Can you format the entries from the start through the line containing "119 L 2 232" as a two-column CSV with the headers instruction and response, one row per entry? Put each entry's text and its answer each in a single quoted field, with line breaks replaced by spaces.

####

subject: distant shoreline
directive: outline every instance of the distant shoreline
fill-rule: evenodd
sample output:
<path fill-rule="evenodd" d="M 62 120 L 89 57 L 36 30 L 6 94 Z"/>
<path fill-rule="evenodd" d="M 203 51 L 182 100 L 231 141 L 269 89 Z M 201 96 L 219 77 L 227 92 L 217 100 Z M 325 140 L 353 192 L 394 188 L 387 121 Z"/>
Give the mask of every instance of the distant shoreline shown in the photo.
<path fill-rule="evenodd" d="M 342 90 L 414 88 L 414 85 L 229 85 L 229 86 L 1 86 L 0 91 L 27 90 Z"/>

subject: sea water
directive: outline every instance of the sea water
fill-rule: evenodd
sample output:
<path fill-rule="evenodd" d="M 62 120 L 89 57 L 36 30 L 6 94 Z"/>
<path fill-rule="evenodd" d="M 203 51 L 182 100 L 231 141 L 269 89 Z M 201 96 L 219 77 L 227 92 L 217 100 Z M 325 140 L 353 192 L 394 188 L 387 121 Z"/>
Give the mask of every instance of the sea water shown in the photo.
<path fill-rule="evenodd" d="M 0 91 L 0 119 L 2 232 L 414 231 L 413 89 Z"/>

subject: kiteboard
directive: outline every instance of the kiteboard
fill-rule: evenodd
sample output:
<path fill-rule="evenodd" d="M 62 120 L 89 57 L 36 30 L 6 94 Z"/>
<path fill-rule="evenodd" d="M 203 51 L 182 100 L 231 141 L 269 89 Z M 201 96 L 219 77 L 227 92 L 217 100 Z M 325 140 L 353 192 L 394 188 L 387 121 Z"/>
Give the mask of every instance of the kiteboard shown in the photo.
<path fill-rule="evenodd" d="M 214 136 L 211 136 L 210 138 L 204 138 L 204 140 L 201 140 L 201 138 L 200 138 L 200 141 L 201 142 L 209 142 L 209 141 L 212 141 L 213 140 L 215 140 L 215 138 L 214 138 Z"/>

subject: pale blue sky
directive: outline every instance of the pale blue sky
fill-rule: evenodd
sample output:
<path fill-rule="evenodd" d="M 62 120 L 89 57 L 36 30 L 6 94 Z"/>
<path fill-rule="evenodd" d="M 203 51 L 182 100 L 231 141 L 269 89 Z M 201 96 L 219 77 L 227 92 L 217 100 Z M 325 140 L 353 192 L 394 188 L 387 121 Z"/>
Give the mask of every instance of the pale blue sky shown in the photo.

####

**Final answer**.
instruction,response
"subject: distant shoreline directive: outline every instance of the distant shoreline fill-rule: evenodd sample output: <path fill-rule=""evenodd"" d=""M 62 120 L 89 57 L 36 30 L 6 94 Z""/> <path fill-rule=""evenodd"" d=""M 203 51 L 182 100 L 231 141 L 269 89 Z M 201 96 L 219 77 L 227 92 L 217 100 Z M 325 140 L 353 192 L 394 188 L 387 121 Z""/> Give the mask of every instance of the distant shoreline shown in the photo.","<path fill-rule=""evenodd"" d=""M 342 90 L 414 88 L 414 85 L 229 85 L 229 86 L 1 86 L 0 91 L 27 90 Z""/>"
"subject: sea water directive: outline every instance of the sea water fill-rule: evenodd sample output: <path fill-rule=""evenodd"" d=""M 62 120 L 89 57 L 36 30 L 6 94 Z""/> <path fill-rule=""evenodd"" d=""M 203 51 L 182 100 L 231 141 L 269 89 Z M 201 96 L 219 77 L 227 92 L 217 100 Z M 325 140 L 353 192 L 394 188 L 387 121 Z""/> Give the mask of every instance of the sea water shown in the photo.","<path fill-rule=""evenodd"" d=""M 0 91 L 0 119 L 2 232 L 414 231 L 413 89 Z""/>"